Spinto da tali necessità, dal 1827
al 1839 lo scrittore si impegnò in
una radicale revisione linguistica e
stilistica, compiendo il suo viaggio
a Firenze, alla ricerca del
linguaggio ideale per il suo romanzo
e a stretto contatto con la gente
del posto. Sarà proprio da questa
esperienza che iniziò il definitivo
lavoro di revisione de I Promessi
Sposi, verso l’uso vivo del
fiorentino parlato, in particolare
quello dei colti.
Da un linguaggio eclettico si passò,
quindi, a una lingua realmente
esistente. Su questo punto si
soffermerà il Manzoni nelle future
dispute sulla lingua. Scrivendo nel
1847 al Carena, egli affermò
l’importanza di una lingua viva e
parlata da una determinata società
in un’area geografica ben definita.

**Consegna A:** Estrai senza alcuna modifica le voci riportate più sotto, dalla prima riga fino a quella che contiene "43L29 38L139 30L135", entrambe comprese. Lascia fuori dalla risposta le immagini.

**Dati forniti:**
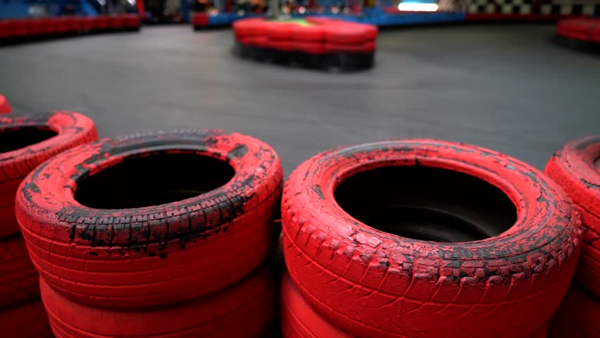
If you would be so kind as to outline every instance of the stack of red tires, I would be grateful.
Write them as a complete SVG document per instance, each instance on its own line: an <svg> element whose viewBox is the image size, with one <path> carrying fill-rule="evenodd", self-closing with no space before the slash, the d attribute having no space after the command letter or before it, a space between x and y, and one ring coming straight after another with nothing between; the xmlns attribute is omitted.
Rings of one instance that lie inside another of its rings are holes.
<svg viewBox="0 0 600 338"><path fill-rule="evenodd" d="M237 20L233 30L238 52L251 58L317 58L311 65L315 66L373 66L377 27L325 18L308 17L306 23L262 18Z"/></svg>
<svg viewBox="0 0 600 338"><path fill-rule="evenodd" d="M49 337L39 277L15 218L18 187L30 171L69 148L97 138L77 113L0 117L0 332L4 337Z"/></svg>
<svg viewBox="0 0 600 338"><path fill-rule="evenodd" d="M546 167L583 221L583 251L573 285L552 320L553 337L600 337L600 135L571 141Z"/></svg>
<svg viewBox="0 0 600 338"><path fill-rule="evenodd" d="M545 337L581 249L543 173L435 140L322 153L290 176L282 216L287 338Z"/></svg>
<svg viewBox="0 0 600 338"><path fill-rule="evenodd" d="M600 19L574 18L561 20L556 24L556 34L566 39L600 44Z"/></svg>
<svg viewBox="0 0 600 338"><path fill-rule="evenodd" d="M8 101L6 100L6 98L4 95L0 95L0 114L6 114L10 113L12 109L11 109L11 104L8 104Z"/></svg>
<svg viewBox="0 0 600 338"><path fill-rule="evenodd" d="M0 43L29 38L139 30L135 14L99 16L61 16L0 20Z"/></svg>
<svg viewBox="0 0 600 338"><path fill-rule="evenodd" d="M221 131L106 139L44 163L15 210L56 336L268 331L282 182L270 146Z"/></svg>

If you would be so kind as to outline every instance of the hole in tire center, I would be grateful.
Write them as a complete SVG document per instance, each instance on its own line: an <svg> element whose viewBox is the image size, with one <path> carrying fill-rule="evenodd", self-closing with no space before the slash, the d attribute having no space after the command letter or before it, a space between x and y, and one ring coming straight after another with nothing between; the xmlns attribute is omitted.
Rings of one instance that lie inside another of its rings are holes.
<svg viewBox="0 0 600 338"><path fill-rule="evenodd" d="M158 206L214 190L235 173L227 161L196 154L137 155L78 180L74 197L98 209Z"/></svg>
<svg viewBox="0 0 600 338"><path fill-rule="evenodd" d="M20 149L58 134L58 132L47 127L1 128L0 129L0 153Z"/></svg>
<svg viewBox="0 0 600 338"><path fill-rule="evenodd" d="M463 242L508 230L516 208L496 187L462 173L423 166L390 166L356 173L334 196L356 220L413 239Z"/></svg>

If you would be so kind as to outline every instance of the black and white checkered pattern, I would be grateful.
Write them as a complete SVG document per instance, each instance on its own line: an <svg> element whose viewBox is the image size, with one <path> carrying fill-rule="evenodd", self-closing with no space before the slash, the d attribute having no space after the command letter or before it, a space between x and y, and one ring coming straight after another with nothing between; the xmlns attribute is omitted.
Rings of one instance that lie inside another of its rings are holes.
<svg viewBox="0 0 600 338"><path fill-rule="evenodd" d="M600 15L600 1L587 4L564 0L465 0L466 11L473 13Z"/></svg>

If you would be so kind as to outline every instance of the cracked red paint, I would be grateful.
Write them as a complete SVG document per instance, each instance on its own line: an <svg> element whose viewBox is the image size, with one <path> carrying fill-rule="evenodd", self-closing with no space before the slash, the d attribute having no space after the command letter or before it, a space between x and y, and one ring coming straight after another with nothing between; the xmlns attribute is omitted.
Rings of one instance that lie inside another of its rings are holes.
<svg viewBox="0 0 600 338"><path fill-rule="evenodd" d="M159 206L95 209L75 201L79 180L127 157L161 151L215 157L235 173L206 194ZM139 133L45 163L21 184L17 218L32 260L54 289L93 306L146 306L208 294L256 268L275 244L277 229L270 218L282 181L275 151L252 137L215 130Z"/></svg>
<svg viewBox="0 0 600 338"><path fill-rule="evenodd" d="M517 221L482 240L432 242L379 231L337 204L334 191L345 178L390 165L485 180L510 198ZM581 249L578 214L539 170L436 140L317 155L286 183L282 216L286 263L299 291L321 315L359 337L531 337L558 307Z"/></svg>

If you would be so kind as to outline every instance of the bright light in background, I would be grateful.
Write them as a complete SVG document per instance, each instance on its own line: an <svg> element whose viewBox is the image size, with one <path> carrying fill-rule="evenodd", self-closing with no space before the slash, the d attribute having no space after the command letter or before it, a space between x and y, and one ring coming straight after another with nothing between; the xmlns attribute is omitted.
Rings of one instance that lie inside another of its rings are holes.
<svg viewBox="0 0 600 338"><path fill-rule="evenodd" d="M401 2L398 4L399 11L411 12L435 12L437 11L437 4L419 4L417 2Z"/></svg>

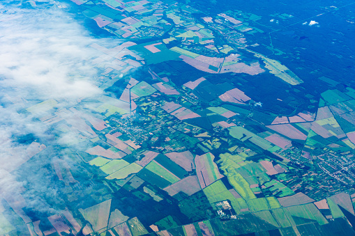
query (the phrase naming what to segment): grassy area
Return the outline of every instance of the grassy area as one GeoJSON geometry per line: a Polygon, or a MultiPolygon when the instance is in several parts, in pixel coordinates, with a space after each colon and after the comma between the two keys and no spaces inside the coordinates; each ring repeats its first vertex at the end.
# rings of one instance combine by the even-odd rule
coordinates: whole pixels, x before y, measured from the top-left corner
{"type": "Polygon", "coordinates": [[[146,81],[142,81],[130,89],[130,92],[138,97],[148,96],[156,91],[156,89],[146,81]]]}
{"type": "Polygon", "coordinates": [[[100,167],[101,171],[105,172],[105,173],[110,175],[112,173],[117,171],[122,168],[128,166],[130,164],[124,160],[119,159],[119,160],[112,160],[105,166],[100,167]]]}
{"type": "Polygon", "coordinates": [[[148,233],[146,229],[137,217],[128,220],[128,226],[130,228],[133,236],[140,236],[148,233]]]}
{"type": "Polygon", "coordinates": [[[96,166],[100,167],[100,166],[103,166],[103,165],[105,165],[106,163],[109,162],[109,161],[110,160],[109,160],[106,158],[103,158],[103,157],[96,157],[94,159],[92,159],[90,162],[89,162],[89,164],[91,166],[96,166]]]}
{"type": "Polygon", "coordinates": [[[164,179],[169,181],[170,183],[174,184],[174,182],[180,180],[179,178],[176,175],[173,175],[170,171],[163,167],[161,165],[158,164],[156,162],[153,161],[149,163],[146,168],[149,171],[151,171],[153,173],[163,178],[164,179]]]}
{"type": "Polygon", "coordinates": [[[122,168],[119,171],[114,172],[114,173],[109,175],[106,177],[107,180],[113,180],[113,179],[124,179],[126,178],[129,175],[135,173],[137,173],[142,170],[142,166],[135,164],[132,163],[128,166],[122,168]]]}

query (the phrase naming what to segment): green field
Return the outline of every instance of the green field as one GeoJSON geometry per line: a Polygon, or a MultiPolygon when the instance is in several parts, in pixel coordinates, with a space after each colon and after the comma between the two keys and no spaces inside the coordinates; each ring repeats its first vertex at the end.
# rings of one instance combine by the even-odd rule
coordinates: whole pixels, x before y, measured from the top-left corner
{"type": "Polygon", "coordinates": [[[183,168],[167,158],[165,155],[158,155],[156,158],[154,158],[154,161],[165,167],[168,171],[180,179],[183,179],[184,176],[188,174],[183,168]]]}
{"type": "Polygon", "coordinates": [[[140,236],[148,233],[146,229],[137,217],[128,220],[128,224],[133,236],[140,236]]]}
{"type": "Polygon", "coordinates": [[[109,162],[109,161],[110,160],[109,160],[106,158],[103,158],[103,157],[96,157],[94,159],[92,159],[90,162],[89,162],[89,164],[91,166],[96,166],[100,167],[100,166],[103,166],[103,165],[105,165],[106,163],[109,162]]]}
{"type": "Polygon", "coordinates": [[[229,200],[233,209],[237,214],[241,209],[248,208],[246,202],[243,198],[234,198],[220,180],[204,188],[203,191],[211,203],[229,200]]]}
{"type": "MultiPolygon", "coordinates": [[[[328,223],[328,221],[313,203],[288,207],[286,209],[292,217],[312,219],[317,221],[321,226],[328,223]]],[[[294,220],[295,220],[294,218],[294,220]]]]}
{"type": "Polygon", "coordinates": [[[130,89],[130,92],[135,94],[138,97],[148,96],[155,93],[156,89],[153,88],[146,81],[139,82],[130,89]]]}
{"type": "Polygon", "coordinates": [[[137,173],[142,170],[142,166],[135,164],[132,163],[129,164],[128,166],[122,168],[119,171],[117,171],[114,172],[114,173],[109,175],[109,176],[106,177],[107,180],[113,180],[113,179],[125,179],[129,175],[135,173],[137,173]]]}
{"type": "Polygon", "coordinates": [[[288,211],[284,211],[283,208],[273,209],[273,215],[282,228],[291,227],[296,225],[288,211]]]}
{"type": "Polygon", "coordinates": [[[270,223],[271,224],[272,224],[274,226],[279,227],[279,224],[278,223],[278,221],[276,221],[276,220],[273,217],[271,213],[270,213],[270,212],[268,210],[254,212],[253,214],[258,217],[259,218],[262,219],[265,221],[270,223]]]}
{"type": "Polygon", "coordinates": [[[171,184],[169,181],[146,168],[140,171],[137,175],[145,181],[150,182],[151,184],[156,185],[162,189],[171,184]]]}
{"type": "Polygon", "coordinates": [[[107,175],[110,175],[112,173],[117,171],[122,168],[128,166],[130,164],[124,160],[118,159],[118,160],[112,160],[111,162],[106,164],[105,166],[100,167],[101,171],[107,173],[107,175]]]}
{"type": "Polygon", "coordinates": [[[80,209],[79,211],[90,222],[93,229],[98,231],[107,226],[110,206],[111,199],[84,210],[80,209]]]}
{"type": "Polygon", "coordinates": [[[269,210],[269,204],[266,198],[255,198],[247,200],[249,210],[252,212],[269,210]]]}
{"type": "Polygon", "coordinates": [[[169,181],[170,183],[174,184],[174,182],[180,180],[179,178],[172,174],[171,172],[161,166],[155,161],[151,162],[146,166],[146,168],[153,173],[163,178],[166,180],[169,181]]]}

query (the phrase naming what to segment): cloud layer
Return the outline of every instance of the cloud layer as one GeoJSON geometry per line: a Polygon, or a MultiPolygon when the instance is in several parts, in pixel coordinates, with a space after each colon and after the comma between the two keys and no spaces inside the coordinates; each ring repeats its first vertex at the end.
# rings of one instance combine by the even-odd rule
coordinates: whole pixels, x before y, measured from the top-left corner
{"type": "Polygon", "coordinates": [[[47,143],[43,141],[52,136],[50,126],[24,111],[48,100],[65,107],[78,99],[100,95],[95,85],[99,71],[91,63],[98,52],[89,45],[100,42],[107,40],[91,37],[61,10],[31,10],[0,3],[0,208],[5,199],[20,216],[24,205],[53,213],[53,206],[40,196],[44,192],[56,196],[56,183],[46,178],[53,173],[40,167],[50,166],[58,153],[47,151],[52,156],[41,160],[39,167],[33,166],[33,173],[17,171],[31,154],[45,148],[43,143],[47,143]],[[29,134],[36,140],[26,143],[17,139],[29,134]]]}

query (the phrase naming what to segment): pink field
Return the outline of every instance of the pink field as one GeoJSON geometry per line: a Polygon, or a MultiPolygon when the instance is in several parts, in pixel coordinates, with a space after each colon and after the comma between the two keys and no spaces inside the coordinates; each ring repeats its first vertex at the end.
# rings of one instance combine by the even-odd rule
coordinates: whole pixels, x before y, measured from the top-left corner
{"type": "Polygon", "coordinates": [[[313,121],[315,118],[315,114],[311,113],[299,113],[299,116],[305,119],[307,121],[313,121]]]}
{"type": "Polygon", "coordinates": [[[144,154],[144,157],[140,160],[135,162],[136,164],[139,164],[142,167],[146,166],[151,160],[153,160],[158,155],[158,152],[146,151],[144,154]]]}
{"type": "Polygon", "coordinates": [[[135,19],[133,17],[130,17],[125,18],[123,19],[121,19],[121,21],[123,22],[126,23],[127,24],[130,24],[130,25],[138,22],[137,19],[135,19]]]}
{"type": "Polygon", "coordinates": [[[271,134],[269,136],[266,137],[265,139],[282,149],[286,149],[287,148],[289,148],[292,145],[289,140],[284,139],[280,135],[275,134],[271,134]]]}
{"type": "Polygon", "coordinates": [[[114,227],[114,229],[119,236],[132,236],[127,223],[122,223],[119,226],[114,227]]]}
{"type": "Polygon", "coordinates": [[[342,118],[347,120],[353,125],[355,125],[355,113],[354,111],[340,115],[342,118]]]}
{"type": "Polygon", "coordinates": [[[347,136],[352,143],[355,143],[355,132],[347,133],[347,136]]]}
{"type": "Polygon", "coordinates": [[[205,17],[202,18],[207,23],[212,23],[213,22],[213,18],[211,17],[205,17]]]}
{"type": "Polygon", "coordinates": [[[213,231],[210,231],[209,227],[204,222],[199,222],[199,226],[201,229],[203,236],[214,236],[213,231]]]}
{"type": "Polygon", "coordinates": [[[161,93],[165,93],[168,95],[179,95],[180,94],[180,93],[176,91],[176,90],[175,88],[169,86],[168,84],[163,84],[163,82],[154,84],[152,85],[152,86],[156,88],[156,89],[158,89],[161,93]]]}
{"type": "Polygon", "coordinates": [[[196,231],[196,228],[195,228],[195,226],[192,223],[189,225],[184,226],[185,232],[186,232],[186,235],[188,236],[197,236],[197,232],[196,231]]]}
{"type": "Polygon", "coordinates": [[[291,139],[305,140],[307,139],[305,134],[290,124],[266,125],[266,127],[291,139]]]}
{"type": "Polygon", "coordinates": [[[181,105],[176,104],[174,102],[167,102],[165,103],[165,104],[164,104],[164,106],[162,107],[163,109],[164,109],[167,113],[172,113],[172,111],[179,109],[180,107],[181,107],[181,105]]]}
{"type": "Polygon", "coordinates": [[[293,196],[278,198],[282,207],[302,205],[313,203],[315,200],[303,193],[297,193],[293,196]]]}
{"type": "Polygon", "coordinates": [[[155,54],[156,52],[160,52],[160,49],[158,49],[158,48],[156,47],[156,45],[161,45],[162,43],[161,42],[158,42],[158,43],[154,43],[153,45],[146,45],[146,46],[144,46],[144,47],[151,51],[151,52],[155,54]]]}
{"type": "Polygon", "coordinates": [[[101,131],[106,129],[106,123],[104,120],[92,116],[86,116],[85,118],[91,124],[95,129],[101,131]]]}
{"type": "Polygon", "coordinates": [[[213,162],[214,156],[209,152],[203,155],[197,155],[195,158],[196,165],[196,173],[199,179],[199,184],[203,189],[217,180],[223,178],[219,172],[217,164],[213,162]],[[212,165],[210,165],[208,155],[211,155],[212,165]],[[216,175],[216,178],[215,175],[216,175]]]}
{"type": "Polygon", "coordinates": [[[317,202],[315,202],[314,203],[318,209],[329,209],[329,206],[326,203],[326,199],[323,199],[317,202]]]}
{"type": "Polygon", "coordinates": [[[86,150],[85,152],[92,155],[101,156],[109,159],[121,159],[123,157],[118,153],[106,150],[98,145],[86,150]]]}
{"type": "Polygon", "coordinates": [[[262,161],[260,162],[262,167],[266,170],[266,174],[269,175],[273,175],[278,174],[278,171],[273,168],[273,164],[269,161],[262,161]]]}
{"type": "Polygon", "coordinates": [[[344,209],[346,209],[352,214],[355,214],[352,199],[350,198],[350,196],[349,194],[342,192],[331,196],[330,198],[334,202],[334,203],[339,205],[344,209]]]}
{"type": "Polygon", "coordinates": [[[172,196],[179,191],[190,196],[201,190],[201,187],[196,175],[190,175],[165,188],[164,190],[172,196]]]}
{"type": "Polygon", "coordinates": [[[190,151],[182,152],[169,152],[165,154],[172,161],[183,168],[186,171],[192,171],[195,168],[193,155],[190,151]]]}
{"type": "MultiPolygon", "coordinates": [[[[131,97],[132,98],[132,97],[131,97]]],[[[123,93],[119,97],[120,100],[122,100],[126,102],[130,102],[130,91],[128,88],[125,88],[123,93]]]]}
{"type": "Polygon", "coordinates": [[[197,114],[185,107],[181,107],[181,109],[172,112],[171,114],[181,120],[201,117],[199,114],[197,114]]]}
{"type": "Polygon", "coordinates": [[[227,118],[231,118],[232,116],[234,116],[235,115],[236,115],[236,113],[234,113],[234,112],[231,111],[228,111],[225,112],[222,114],[220,114],[220,116],[224,116],[224,117],[227,118]]]}
{"type": "Polygon", "coordinates": [[[281,167],[281,166],[280,166],[278,164],[273,167],[275,168],[276,171],[278,171],[278,173],[284,173],[285,171],[286,171],[286,170],[284,168],[281,167]]]}
{"type": "Polygon", "coordinates": [[[265,70],[260,68],[259,62],[255,62],[250,65],[246,65],[243,63],[237,63],[235,64],[223,65],[220,71],[220,73],[246,73],[250,75],[255,75],[262,72],[265,70]]]}
{"type": "Polygon", "coordinates": [[[245,102],[249,101],[250,97],[246,95],[244,92],[238,88],[233,88],[225,92],[218,97],[223,102],[229,102],[234,103],[243,104],[245,102]]]}
{"type": "Polygon", "coordinates": [[[234,18],[231,17],[224,13],[218,14],[218,15],[228,19],[229,22],[231,22],[231,23],[233,23],[234,24],[240,24],[242,23],[240,20],[235,19],[234,18]]]}
{"type": "Polygon", "coordinates": [[[289,123],[289,119],[287,118],[287,116],[281,116],[281,117],[276,117],[275,120],[273,120],[271,125],[275,125],[275,124],[287,124],[289,123]]]}
{"type": "Polygon", "coordinates": [[[186,84],[184,84],[183,86],[188,87],[190,89],[194,90],[202,81],[205,81],[206,79],[204,77],[201,77],[199,79],[196,79],[194,81],[188,81],[186,84]]]}
{"type": "Polygon", "coordinates": [[[138,149],[140,148],[140,145],[137,145],[135,142],[133,142],[132,140],[129,139],[127,141],[123,141],[126,144],[129,145],[130,147],[132,147],[134,149],[138,149]]]}
{"type": "Polygon", "coordinates": [[[114,137],[112,134],[107,134],[105,135],[107,139],[107,141],[111,141],[109,143],[114,145],[115,148],[119,148],[121,150],[123,150],[128,148],[128,145],[123,143],[123,141],[114,137]]]}
{"type": "Polygon", "coordinates": [[[163,230],[163,231],[157,232],[156,233],[159,236],[174,236],[170,233],[169,233],[167,230],[163,230]]]}
{"type": "Polygon", "coordinates": [[[227,123],[227,122],[225,121],[220,121],[218,123],[217,123],[218,125],[220,125],[220,126],[222,126],[222,127],[224,128],[229,128],[229,127],[232,127],[232,126],[236,126],[236,125],[234,124],[234,123],[227,123]]]}
{"type": "Polygon", "coordinates": [[[329,109],[328,108],[328,107],[319,107],[318,109],[318,111],[317,112],[316,120],[323,120],[332,116],[333,114],[331,110],[329,110],[329,109]]]}
{"type": "Polygon", "coordinates": [[[101,18],[100,17],[97,17],[96,18],[93,18],[93,20],[96,22],[99,27],[103,27],[107,26],[112,22],[110,21],[106,20],[105,19],[101,18]]]}
{"type": "Polygon", "coordinates": [[[193,66],[197,70],[204,71],[211,74],[217,74],[218,72],[209,69],[209,65],[204,63],[202,61],[192,58],[189,56],[181,55],[179,56],[181,59],[183,59],[183,61],[185,61],[186,63],[189,64],[191,66],[193,66]]]}
{"type": "Polygon", "coordinates": [[[228,191],[232,194],[232,195],[233,195],[234,196],[234,198],[241,198],[241,196],[240,196],[239,194],[238,194],[236,192],[236,191],[234,190],[234,189],[229,189],[228,191]]]}
{"type": "Polygon", "coordinates": [[[322,136],[323,138],[326,139],[330,136],[332,136],[333,134],[331,134],[327,129],[318,125],[316,122],[312,123],[312,126],[310,127],[312,130],[313,130],[317,134],[322,136]]]}
{"type": "Polygon", "coordinates": [[[297,123],[300,122],[305,122],[303,118],[299,117],[299,116],[294,116],[289,117],[289,120],[290,123],[297,123]]]}
{"type": "Polygon", "coordinates": [[[216,68],[219,68],[220,64],[223,62],[222,58],[218,58],[218,57],[209,57],[206,56],[199,56],[197,58],[195,58],[196,60],[198,60],[199,61],[202,61],[203,63],[205,63],[208,65],[211,65],[213,66],[215,66],[216,68]]]}

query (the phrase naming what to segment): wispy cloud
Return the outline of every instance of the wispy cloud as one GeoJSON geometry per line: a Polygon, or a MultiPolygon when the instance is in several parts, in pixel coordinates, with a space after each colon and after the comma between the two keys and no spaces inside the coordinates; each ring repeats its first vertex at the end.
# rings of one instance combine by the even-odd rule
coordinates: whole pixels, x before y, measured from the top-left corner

**Consegna B:** Copia per intero, parola per parola, il testo sulla revisione linguistica del Manzoni riportato sopra.

**Risposta completa A:**
If you would be so kind as to outline every instance of the stack of red tires, I would be grateful.
Write them as a complete SVG document per instance, each instance on its own line: an <svg> element whose viewBox is the image size, with one <path> carrying fill-rule="evenodd", self-closing with no space before the slash, the d attribute having no space after the command letter or before it, a space between x and y, and one ring coming straight after another with nothing between; the xmlns attribute is omitted.
Rings of one instance that lie inside another of its rings are holes.
<svg viewBox="0 0 600 338"><path fill-rule="evenodd" d="M237 20L233 30L238 52L251 58L317 58L311 65L315 66L373 66L377 27L325 18L308 17L306 23L262 18Z"/></svg>
<svg viewBox="0 0 600 338"><path fill-rule="evenodd" d="M49 337L39 277L15 218L18 187L30 171L69 148L97 138L77 113L0 117L0 332L4 337Z"/></svg>
<svg viewBox="0 0 600 338"><path fill-rule="evenodd" d="M546 167L583 221L583 251L573 285L552 320L553 337L600 337L600 135L571 141Z"/></svg>
<svg viewBox="0 0 600 338"><path fill-rule="evenodd" d="M545 337L581 249L543 173L435 140L322 153L290 176L282 216L287 338Z"/></svg>
<svg viewBox="0 0 600 338"><path fill-rule="evenodd" d="M600 19L574 18L561 20L556 24L556 34L566 39L600 44Z"/></svg>
<svg viewBox="0 0 600 338"><path fill-rule="evenodd" d="M8 101L6 100L6 98L4 95L0 95L0 114L6 114L10 113L12 109L11 109L11 104L8 104Z"/></svg>
<svg viewBox="0 0 600 338"><path fill-rule="evenodd" d="M0 43L29 38L139 30L135 14L99 16L61 16L0 20Z"/></svg>

**Risposta completa B:**
Spinto da tali necessità, dal 1827
al 1839 lo scrittore si impegnò in
una radicale revisione linguistica e
stilistica, compiendo il suo viaggio
a Firenze, alla ricerca del
linguaggio ideale per il suo romanzo
e a stretto contatto con la gente
del posto. Sarà proprio da questa
esperienza che iniziò il definitivo
lavoro di revisione de I Promessi
Sposi, verso l’uso vivo del
fiorentino parlato, in particolare
quello dei colti.
Da un linguaggio eclettico si passò,
quindi, a una lingua realmente
esistente. Su questo punto si
soffermerà il Manzoni nelle future
dispute sulla lingua. Scrivendo nel
1847 al Carena, egli affermò
l’importanza di una lingua viva e
parlata da una determinata società
in un’area geografica ben definita.